Provided data ▸

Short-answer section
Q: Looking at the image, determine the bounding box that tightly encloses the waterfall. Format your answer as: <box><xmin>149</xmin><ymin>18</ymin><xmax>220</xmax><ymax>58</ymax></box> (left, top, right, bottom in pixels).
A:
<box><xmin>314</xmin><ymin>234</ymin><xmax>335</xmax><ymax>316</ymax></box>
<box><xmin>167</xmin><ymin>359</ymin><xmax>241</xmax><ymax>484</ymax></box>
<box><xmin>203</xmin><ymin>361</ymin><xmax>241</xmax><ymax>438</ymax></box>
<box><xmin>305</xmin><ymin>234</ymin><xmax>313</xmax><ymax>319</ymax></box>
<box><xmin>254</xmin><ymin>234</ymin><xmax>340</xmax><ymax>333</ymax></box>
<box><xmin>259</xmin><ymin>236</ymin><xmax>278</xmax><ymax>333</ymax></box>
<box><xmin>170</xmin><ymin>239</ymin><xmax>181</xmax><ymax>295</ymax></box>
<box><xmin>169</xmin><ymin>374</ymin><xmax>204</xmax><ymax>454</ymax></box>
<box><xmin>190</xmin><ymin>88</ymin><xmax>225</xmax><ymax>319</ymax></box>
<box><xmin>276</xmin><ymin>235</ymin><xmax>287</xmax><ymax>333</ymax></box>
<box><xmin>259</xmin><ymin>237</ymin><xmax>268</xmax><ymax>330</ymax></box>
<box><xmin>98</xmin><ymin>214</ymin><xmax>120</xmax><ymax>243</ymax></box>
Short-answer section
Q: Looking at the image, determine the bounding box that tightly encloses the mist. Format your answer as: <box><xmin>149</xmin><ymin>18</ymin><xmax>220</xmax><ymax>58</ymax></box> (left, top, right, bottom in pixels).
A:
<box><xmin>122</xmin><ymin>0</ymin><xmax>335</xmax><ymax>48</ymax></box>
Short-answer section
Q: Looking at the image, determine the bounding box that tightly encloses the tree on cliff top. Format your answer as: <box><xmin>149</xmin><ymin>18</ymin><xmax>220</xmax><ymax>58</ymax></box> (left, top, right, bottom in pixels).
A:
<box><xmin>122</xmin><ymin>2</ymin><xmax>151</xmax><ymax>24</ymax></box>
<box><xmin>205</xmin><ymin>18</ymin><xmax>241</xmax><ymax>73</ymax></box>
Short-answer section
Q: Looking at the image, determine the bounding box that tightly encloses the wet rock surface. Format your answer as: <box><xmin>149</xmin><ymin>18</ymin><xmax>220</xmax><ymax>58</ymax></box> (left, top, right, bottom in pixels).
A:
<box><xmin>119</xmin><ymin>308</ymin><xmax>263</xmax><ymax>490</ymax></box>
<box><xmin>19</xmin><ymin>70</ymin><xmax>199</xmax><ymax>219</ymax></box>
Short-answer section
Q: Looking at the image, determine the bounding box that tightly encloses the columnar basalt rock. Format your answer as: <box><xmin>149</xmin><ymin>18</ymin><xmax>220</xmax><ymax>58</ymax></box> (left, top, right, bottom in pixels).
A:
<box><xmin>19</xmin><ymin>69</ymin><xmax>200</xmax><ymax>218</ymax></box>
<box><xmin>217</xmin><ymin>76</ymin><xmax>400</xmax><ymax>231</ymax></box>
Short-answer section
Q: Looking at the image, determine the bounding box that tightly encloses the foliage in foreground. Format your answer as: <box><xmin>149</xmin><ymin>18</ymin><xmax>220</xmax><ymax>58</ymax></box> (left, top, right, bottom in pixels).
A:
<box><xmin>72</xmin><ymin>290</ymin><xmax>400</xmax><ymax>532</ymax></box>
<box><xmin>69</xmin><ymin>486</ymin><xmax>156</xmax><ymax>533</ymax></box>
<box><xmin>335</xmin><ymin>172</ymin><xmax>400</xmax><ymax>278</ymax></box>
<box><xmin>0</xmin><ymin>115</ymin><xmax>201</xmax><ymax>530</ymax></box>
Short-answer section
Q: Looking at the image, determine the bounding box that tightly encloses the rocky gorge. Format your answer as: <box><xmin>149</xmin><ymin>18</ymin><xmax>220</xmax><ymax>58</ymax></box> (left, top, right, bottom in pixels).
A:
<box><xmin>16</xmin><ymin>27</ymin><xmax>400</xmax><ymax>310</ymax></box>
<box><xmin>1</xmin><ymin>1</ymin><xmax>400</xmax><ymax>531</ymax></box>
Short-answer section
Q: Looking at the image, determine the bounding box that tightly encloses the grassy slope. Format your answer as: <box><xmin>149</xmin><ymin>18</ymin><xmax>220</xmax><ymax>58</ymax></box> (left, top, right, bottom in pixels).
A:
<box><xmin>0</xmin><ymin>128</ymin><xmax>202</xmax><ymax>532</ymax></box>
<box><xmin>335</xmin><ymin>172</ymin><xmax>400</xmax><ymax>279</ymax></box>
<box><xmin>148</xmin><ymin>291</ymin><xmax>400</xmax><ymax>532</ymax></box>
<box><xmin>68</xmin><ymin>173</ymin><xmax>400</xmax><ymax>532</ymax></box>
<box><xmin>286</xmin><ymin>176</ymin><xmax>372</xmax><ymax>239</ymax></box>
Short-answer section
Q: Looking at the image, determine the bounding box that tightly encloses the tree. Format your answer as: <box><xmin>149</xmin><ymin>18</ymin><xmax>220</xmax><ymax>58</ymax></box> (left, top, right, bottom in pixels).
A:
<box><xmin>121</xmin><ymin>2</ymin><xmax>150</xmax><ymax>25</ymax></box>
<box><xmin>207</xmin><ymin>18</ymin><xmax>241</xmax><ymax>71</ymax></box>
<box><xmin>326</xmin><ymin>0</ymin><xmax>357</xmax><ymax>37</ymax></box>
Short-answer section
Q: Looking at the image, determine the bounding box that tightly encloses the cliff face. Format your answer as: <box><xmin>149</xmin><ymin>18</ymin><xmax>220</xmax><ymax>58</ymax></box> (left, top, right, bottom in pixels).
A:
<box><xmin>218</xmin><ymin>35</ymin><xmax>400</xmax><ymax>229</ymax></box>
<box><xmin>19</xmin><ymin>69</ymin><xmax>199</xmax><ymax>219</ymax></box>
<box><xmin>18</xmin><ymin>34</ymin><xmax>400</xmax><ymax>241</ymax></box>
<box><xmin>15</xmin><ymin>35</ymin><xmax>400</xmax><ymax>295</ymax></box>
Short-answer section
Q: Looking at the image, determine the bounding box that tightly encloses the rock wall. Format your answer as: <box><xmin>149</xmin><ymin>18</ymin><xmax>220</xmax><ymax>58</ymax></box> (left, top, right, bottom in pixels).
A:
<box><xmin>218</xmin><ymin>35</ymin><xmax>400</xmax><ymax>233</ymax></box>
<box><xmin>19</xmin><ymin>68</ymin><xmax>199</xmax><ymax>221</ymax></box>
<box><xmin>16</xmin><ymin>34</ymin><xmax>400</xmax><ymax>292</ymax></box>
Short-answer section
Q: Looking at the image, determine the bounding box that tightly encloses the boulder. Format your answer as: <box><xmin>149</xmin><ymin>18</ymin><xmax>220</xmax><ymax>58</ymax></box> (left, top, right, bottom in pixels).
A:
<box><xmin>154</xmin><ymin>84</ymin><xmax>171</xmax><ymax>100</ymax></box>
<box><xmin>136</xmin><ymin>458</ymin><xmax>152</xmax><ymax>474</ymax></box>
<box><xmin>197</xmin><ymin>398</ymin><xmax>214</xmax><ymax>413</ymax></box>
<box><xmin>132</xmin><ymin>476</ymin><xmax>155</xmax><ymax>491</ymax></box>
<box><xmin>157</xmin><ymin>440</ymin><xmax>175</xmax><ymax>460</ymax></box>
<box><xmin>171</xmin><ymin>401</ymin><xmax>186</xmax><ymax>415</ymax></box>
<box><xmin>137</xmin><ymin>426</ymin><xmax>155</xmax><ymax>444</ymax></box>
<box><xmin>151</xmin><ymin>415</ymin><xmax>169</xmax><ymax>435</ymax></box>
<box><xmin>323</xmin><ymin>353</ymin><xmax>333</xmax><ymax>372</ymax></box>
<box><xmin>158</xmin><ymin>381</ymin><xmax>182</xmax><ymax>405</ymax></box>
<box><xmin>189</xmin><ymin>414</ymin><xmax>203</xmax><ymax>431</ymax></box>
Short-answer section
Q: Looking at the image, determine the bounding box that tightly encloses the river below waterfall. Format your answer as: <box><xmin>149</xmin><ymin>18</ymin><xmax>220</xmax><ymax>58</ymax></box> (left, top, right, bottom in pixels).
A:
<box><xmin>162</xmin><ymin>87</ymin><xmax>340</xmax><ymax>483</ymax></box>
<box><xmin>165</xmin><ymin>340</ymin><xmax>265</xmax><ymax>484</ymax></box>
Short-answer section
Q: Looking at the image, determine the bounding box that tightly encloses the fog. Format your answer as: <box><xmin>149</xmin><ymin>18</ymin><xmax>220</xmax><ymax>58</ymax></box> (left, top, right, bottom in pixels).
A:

What you are asked to do ▸
Would you please copy the lines above, from the one holding "encloses the boulder." through the last, and nothing else?

Task answer ▸
Q: Looking at the image, determine the bounding box that tightly encloses the boulder. Format your answer as: <box><xmin>149</xmin><ymin>18</ymin><xmax>220</xmax><ymax>58</ymax></box> (left, top, right, bottom in pixels).
A:
<box><xmin>154</xmin><ymin>84</ymin><xmax>171</xmax><ymax>100</ymax></box>
<box><xmin>136</xmin><ymin>458</ymin><xmax>152</xmax><ymax>474</ymax></box>
<box><xmin>197</xmin><ymin>398</ymin><xmax>214</xmax><ymax>413</ymax></box>
<box><xmin>132</xmin><ymin>476</ymin><xmax>155</xmax><ymax>491</ymax></box>
<box><xmin>157</xmin><ymin>440</ymin><xmax>175</xmax><ymax>460</ymax></box>
<box><xmin>171</xmin><ymin>401</ymin><xmax>186</xmax><ymax>415</ymax></box>
<box><xmin>137</xmin><ymin>426</ymin><xmax>155</xmax><ymax>444</ymax></box>
<box><xmin>151</xmin><ymin>415</ymin><xmax>169</xmax><ymax>435</ymax></box>
<box><xmin>323</xmin><ymin>353</ymin><xmax>333</xmax><ymax>372</ymax></box>
<box><xmin>158</xmin><ymin>381</ymin><xmax>182</xmax><ymax>405</ymax></box>
<box><xmin>189</xmin><ymin>414</ymin><xmax>203</xmax><ymax>431</ymax></box>
Short-answer section
Q: Looking at the image, determine the bounding box that tightly encloses the river below waterfall. Format your answer as: <box><xmin>149</xmin><ymin>18</ymin><xmax>220</xmax><ymax>58</ymax></box> (left, top, right, bottom in pixels).
A:
<box><xmin>162</xmin><ymin>87</ymin><xmax>340</xmax><ymax>483</ymax></box>
<box><xmin>165</xmin><ymin>340</ymin><xmax>265</xmax><ymax>484</ymax></box>
Short-answer section
Q: Looking at the image, determine the bounding box that tightly encloses the fog. Format your answer as: <box><xmin>149</xmin><ymin>18</ymin><xmax>220</xmax><ymax>58</ymax></box> (left, top, right, bottom in pixels).
A:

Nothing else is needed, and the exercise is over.